Brown-Johnson, Cati; DeShields, Cheyenne; McCaa, Matthew; Connell, Natalie; Giannitrapani, Susan N; Thanassi, Wendy; Yano, Elizabeth M; Singer, Sara J; Lorenz, Karl A; Giannitrapani, Karleen.
Afiliação
  • Brown-Johnson C; Center for Innovation to Implementation, VA Palo Alto Health Care System, Menlo Park, California, USA catibj@stanford.edu karleen@stanford.edu.
  • DeShields C; Stanford University School of Medicine, Stanford, California, USA.
  • McCaa M; Case Western Reserve University, Cleveland, Ohio, USA.
  • Connell N; Center for Innovation to Implementation, VA Palo Alto Health Care System, Menlo Park, California, USA.
  • Giannitrapani SN; Emory University School of Medicine, Atlanta, Georgia, USA.
  • Thanassi W; Employee Occupational Health, Wilmington VA Medical Center, Wilmington, Delaware, USA.
  • Yano EM; Stanford University School of Medicine, Stanford, California, USA.
  • Singer SJ; Occupational Health Service, VA Palo Alto Health Care System, Palo Alto, California, USA.
  • Lorenz KA; Center for the Study of Healthcare Innovation, Implementation & Policy, VA Greater Los Angeles Healthcare System, Los Angeles, California, USA.
  • Giannitrapani K; Department of Health Policy and Management, Fielding School of Public Health, University of California Los Angeles, Los Angeles, California, USA.
BMJ Open ; 14(1): e075920, 2024 01 11.
Article em En | MEDLINE | ID: mdl-38216178
ABSTRACT

BACKGROUND:

Employee Occupational Health ('occupational health') clinicians have expansive perspectives of the experience of healthcare personnel. Integrating mental health into the purview of occupational health is a newer approach that could combat historical limitations of healthcare personnel mental health programmes, which have been isolated and underused.

OBJECTIVE:

We aimed to document innovation and opportunities for supporting healthcare personnel mental health through occupational health clinicians. This work was part of a national qualitative needs assessment of employee occupational health clinicians during COVID-19 who were very much at the centre of organisational responses.

DESIGN:

This qualitative needs assessment included key informant interviews obtained using snowball sampling methods.

#### GIVEN ENTRIES:
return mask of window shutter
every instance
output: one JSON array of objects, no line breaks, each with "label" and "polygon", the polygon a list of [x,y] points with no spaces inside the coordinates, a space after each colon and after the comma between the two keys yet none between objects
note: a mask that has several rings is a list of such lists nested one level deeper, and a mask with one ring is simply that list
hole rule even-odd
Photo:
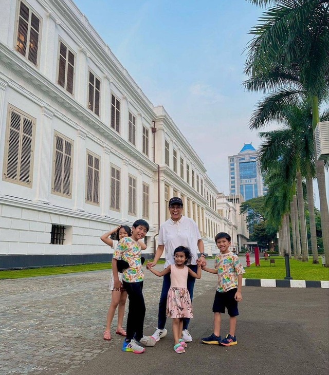
[{"label": "window shutter", "polygon": [[5,177],[13,182],[31,185],[34,123],[12,109],[9,116]]},{"label": "window shutter", "polygon": [[16,49],[24,57],[26,57],[29,13],[30,10],[29,8],[21,2],[20,7],[20,16],[19,19]]},{"label": "window shutter", "polygon": [[34,65],[36,65],[38,62],[40,26],[40,21],[34,13],[31,13],[28,60],[33,63]]},{"label": "window shutter", "polygon": [[71,196],[72,144],[58,134],[55,135],[53,190],[65,196]]},{"label": "window shutter", "polygon": [[120,210],[120,171],[111,167],[110,207]]},{"label": "window shutter", "polygon": [[120,101],[111,96],[111,127],[120,133]]}]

#### REQUIREMENT 1:
Answer these from the occupational health text:
(a) In which journal was the work published?
(b) During what event was the national needs assessment of employee occupational health clinicians carried out?
(c) What sampling method was used to obtain the key informant interviews?
#### REQUIREMENT 2:
From the occupational health text, print the part that opens with "Article em En" and closes with "isolated and underused.".

#### ANSWER BOX 1:
(a) BMJ Open
(b) COVID-19
(c) Snowball sampling

#### ANSWER BOX 2:
Article em En | MEDLINE | ID: mdl-38216178
ABSTRACT

BACKGROUND:

Employee Occupational Health ('occupational health') clinicians have expansive perspectives of the experience of healthcare personnel. Integrating mental health into the purview of occupational health is a newer approach that could combat historical limitations of healthcare personnel mental health programmes, which have been isolated and underused.